Chicken’s greatest power is its ability to retain flavor, which is why you should regularly prep your poultry in a savory brine. One such brine being embraced by everyone from Bon Appétit to KFC: pickle juice.
Yes, pickles have seen their share of dubious hype (see: pickle pops and pickle-juice slushies). But pickle-fried chicken has far more nuance. It takes advantage of brining for its culinary properties, while stealing the aromatics of coriander, peppercorn, dill, and fennel. The chicken’s crispy, flaky exterior complements fall-apart meat that holds a salty-sweet delicate flavor. It’s perfect for a hot-summer-night meal, or to make waves at your next barbecue. (It might might even aid in digestion.) Whether you’re a skilled chef in a fancy kitchen, or a hungry homebody with two cutlets and an old jar of pickles, rustling up the perfect PFC is absolutely worth your while.
Before you buy a jar of pickles just for their jus, consider making some yourself. It’s quick, your pickles will taste better, and you’ll have your own homemade ones to eat with the chicken. Here’s a recipe I use to pickle kirby cucumbers.
Place your washed cucumbers in a food-safe container—the count doesn’t matter, just however many can fit inside. (I used a two-quart glass jar and was able to fit six kirbys in there comfortably.) Whisk all the ingredients from above in a bowl until the salt is fully incorporated. Pour your brine into your jar, filling it up until the cucumbers are completely submerged.

▶ **Requests**:
A. Copy out the part of the entries that opens with the line containing "of the window?" and runs through the last line of the entries, both ends included, with each line unchanged.
B. Pick up the text on pickle-brined chicken after its final sentence and keep it going.

▶ **Supplied material**:
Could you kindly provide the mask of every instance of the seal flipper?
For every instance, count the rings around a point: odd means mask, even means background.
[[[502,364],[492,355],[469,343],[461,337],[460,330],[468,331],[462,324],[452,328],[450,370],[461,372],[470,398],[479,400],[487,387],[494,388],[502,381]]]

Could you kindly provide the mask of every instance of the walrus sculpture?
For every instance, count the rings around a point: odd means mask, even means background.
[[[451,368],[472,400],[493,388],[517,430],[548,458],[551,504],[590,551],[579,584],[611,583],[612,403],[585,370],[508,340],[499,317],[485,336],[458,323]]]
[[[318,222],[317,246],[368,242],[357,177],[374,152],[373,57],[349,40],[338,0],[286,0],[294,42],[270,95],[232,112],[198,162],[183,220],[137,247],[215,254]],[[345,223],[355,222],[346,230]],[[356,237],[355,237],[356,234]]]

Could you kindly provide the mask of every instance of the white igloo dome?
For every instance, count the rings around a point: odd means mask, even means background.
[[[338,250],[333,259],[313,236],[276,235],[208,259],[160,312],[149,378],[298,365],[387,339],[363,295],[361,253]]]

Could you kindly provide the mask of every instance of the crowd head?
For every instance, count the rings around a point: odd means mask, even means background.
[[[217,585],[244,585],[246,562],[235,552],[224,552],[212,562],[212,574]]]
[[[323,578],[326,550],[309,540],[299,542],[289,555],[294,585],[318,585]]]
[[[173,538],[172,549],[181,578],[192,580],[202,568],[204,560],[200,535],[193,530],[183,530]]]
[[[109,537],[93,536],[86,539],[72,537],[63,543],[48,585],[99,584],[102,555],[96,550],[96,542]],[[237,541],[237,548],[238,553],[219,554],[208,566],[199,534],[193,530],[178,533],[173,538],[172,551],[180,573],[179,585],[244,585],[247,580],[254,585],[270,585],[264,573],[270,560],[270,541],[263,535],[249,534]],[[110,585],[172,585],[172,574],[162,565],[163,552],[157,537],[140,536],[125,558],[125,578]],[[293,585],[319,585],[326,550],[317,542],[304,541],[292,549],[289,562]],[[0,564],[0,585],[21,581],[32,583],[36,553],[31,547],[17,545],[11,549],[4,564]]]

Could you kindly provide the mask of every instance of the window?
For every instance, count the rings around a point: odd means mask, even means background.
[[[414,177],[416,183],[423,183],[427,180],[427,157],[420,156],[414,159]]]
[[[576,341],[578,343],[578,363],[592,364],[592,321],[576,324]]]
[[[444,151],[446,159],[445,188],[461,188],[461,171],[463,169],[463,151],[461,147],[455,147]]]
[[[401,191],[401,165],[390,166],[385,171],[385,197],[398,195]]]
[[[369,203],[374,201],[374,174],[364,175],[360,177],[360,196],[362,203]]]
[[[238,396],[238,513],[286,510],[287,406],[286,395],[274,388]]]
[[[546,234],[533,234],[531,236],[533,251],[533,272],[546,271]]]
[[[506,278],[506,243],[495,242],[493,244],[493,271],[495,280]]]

▶ **The responses**:
A.
Could you kindly provide the mask of every instance of the window?
For every instance, count the rings around a point: odd means mask, even means background.
[[[414,177],[416,183],[423,183],[427,180],[427,157],[420,156],[414,159]]]
[[[576,341],[578,343],[578,363],[592,364],[592,321],[576,324]]]
[[[444,151],[446,159],[445,188],[461,188],[461,171],[463,169],[463,151],[461,147],[455,147]]]
[[[401,191],[401,165],[390,166],[385,171],[385,197],[398,195]]]
[[[369,203],[374,201],[374,174],[364,175],[360,177],[360,196],[362,203]]]
[[[238,396],[238,513],[286,510],[287,406],[286,395],[274,388]]]
[[[546,234],[533,234],[531,236],[533,251],[533,272],[546,271]]]
[[[506,278],[506,243],[495,242],[493,244],[493,271],[495,280]]]

B.
Let them sit together overnight. They’ll reach peak crispness around the three- to four-day mark, but will also taste pretty good after a few hours if you’re in a rush.
No time for all that? No problem. Pickling juices come in two main forms: fermented and salt-and-vinegar. Both work for preserving vegetables, but only the latter will do when it comes to brining chicken for frying. Fortunately, most store-bought pickles are of the salt-and-vinegar variety.
Now for the chicken-frying. You can fry your chicken however you’re comfortable, but I personally go with a buttermilk fry (plus bits of saltines in the dry ingredients) for a golden crispy exterior. For that you’ll need:
Whether you made your pickle juice or got it at the store, you’ll need to soak your chicken thighs in the solution. For less mess, I pour the brine into a pitcher or mixing bowl, and place my chicken into the newly vacated container. Once the meat’s in the jar, pour your juice back in. If you can, let it sit overnight or at a minimum of two hours.
Set aside two mixing bowls; fill one with the buttermilk and the other with the dry ingredients. Dunk the chicken into the buttermilk and then dredge it with the dry ingredients.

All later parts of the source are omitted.